It now seems that the officer did use his pistol when he intended to use his taser. Of course a pistol and a taser have a completely different feel and action. And of course tasering an essentially subdued individual is inappropriate and probably criminal. It appears that Mehserle is immature, overly-excitable, poorly trained and has no business being a police officer.
Tom - fair enough. I must have discounted those statements as angry hyperbole when I first read them, but I can see why you don't. Personally, I agree with you on this much: the guy should get a fair trial, with all due process, and I still don't agree with the death penalty.
In the meantime, you and your pal MANGUS! might consider some anger management. Otherwise, I expect to see both of you in some videos of your own pretty soon. Don't worry though, when that happens, I'll still say that you deserve due process, no death penalty - and a long time in a prison cell.

** WORKING DATA **

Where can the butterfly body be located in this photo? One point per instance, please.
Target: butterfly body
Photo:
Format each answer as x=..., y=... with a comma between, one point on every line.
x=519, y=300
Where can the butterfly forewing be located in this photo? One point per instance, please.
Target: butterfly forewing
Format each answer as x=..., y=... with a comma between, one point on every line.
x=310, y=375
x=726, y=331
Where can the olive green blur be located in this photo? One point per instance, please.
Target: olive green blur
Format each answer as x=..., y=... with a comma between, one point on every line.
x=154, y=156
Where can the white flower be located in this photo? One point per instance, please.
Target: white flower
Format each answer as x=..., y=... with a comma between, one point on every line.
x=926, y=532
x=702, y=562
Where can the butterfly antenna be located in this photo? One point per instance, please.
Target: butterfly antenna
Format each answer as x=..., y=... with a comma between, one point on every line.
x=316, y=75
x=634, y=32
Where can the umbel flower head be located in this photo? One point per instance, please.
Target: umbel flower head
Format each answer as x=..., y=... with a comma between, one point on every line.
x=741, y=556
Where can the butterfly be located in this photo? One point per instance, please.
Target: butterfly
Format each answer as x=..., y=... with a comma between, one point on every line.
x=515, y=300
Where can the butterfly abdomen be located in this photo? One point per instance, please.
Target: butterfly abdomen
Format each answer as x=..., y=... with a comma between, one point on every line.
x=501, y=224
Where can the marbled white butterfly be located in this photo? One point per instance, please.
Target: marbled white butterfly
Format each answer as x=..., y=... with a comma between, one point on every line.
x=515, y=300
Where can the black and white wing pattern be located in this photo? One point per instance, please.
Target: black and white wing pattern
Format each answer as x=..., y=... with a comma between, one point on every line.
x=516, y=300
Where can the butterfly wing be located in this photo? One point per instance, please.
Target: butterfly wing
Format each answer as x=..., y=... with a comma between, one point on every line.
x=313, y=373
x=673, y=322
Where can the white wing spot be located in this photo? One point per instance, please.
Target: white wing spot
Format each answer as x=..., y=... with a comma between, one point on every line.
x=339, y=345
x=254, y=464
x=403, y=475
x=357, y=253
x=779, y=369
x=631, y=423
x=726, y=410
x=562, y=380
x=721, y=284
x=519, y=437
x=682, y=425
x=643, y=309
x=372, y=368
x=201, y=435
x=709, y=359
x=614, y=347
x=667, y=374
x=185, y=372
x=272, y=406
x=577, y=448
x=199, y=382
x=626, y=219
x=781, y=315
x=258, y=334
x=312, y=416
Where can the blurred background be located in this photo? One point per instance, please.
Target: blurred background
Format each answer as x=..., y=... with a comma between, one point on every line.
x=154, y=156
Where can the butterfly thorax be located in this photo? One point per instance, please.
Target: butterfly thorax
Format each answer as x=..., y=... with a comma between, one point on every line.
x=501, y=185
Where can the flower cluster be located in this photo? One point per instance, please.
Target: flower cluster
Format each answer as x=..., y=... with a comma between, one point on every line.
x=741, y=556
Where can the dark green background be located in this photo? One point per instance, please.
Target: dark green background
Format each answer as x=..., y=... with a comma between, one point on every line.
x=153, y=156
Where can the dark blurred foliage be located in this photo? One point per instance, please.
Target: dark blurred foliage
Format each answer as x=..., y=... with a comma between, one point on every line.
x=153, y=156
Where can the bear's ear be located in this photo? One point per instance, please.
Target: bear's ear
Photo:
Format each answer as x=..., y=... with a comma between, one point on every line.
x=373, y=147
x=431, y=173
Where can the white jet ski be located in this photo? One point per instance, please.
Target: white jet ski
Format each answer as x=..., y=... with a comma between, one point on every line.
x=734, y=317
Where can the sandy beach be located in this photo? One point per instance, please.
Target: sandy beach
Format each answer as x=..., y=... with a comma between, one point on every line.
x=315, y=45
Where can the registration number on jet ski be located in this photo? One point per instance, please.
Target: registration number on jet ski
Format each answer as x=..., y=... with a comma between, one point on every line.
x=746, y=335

** PROBLEM SET **
[1] Return every line of the records that contains the string "pattern", matching case exactly.
[2] Continue the discussion of the officer who fired his pistol instead of his taser, picking up right after its final sentence.

** ANSWERS PROVIDED **
[1]
Where can the black and white wing pattern be located in this photo? One point per instance, please.
Target: black and white wing pattern

[2]
bill,
see the 6:52 post. FSU criminolgist.
Chris,
I dont buy the taser bullshit argument. But even assuming so, it is also a deadly weapon. If he intentionally pulled the trigger (and I see no other way for the weapon to go off), I cant see a charge less than murder.
Been sucking up the product, "kanabiis"...?
Read my comment this time, then respond to it, rather than your own gibbering strawmen.
This is obviously fake. They just looooove black people in San Francisco. They're very tolerant, and peaceful, and loving.
did you even read the post? That theory has already been shot (or tasered) down.
Not even. It's been seriously questioned, though.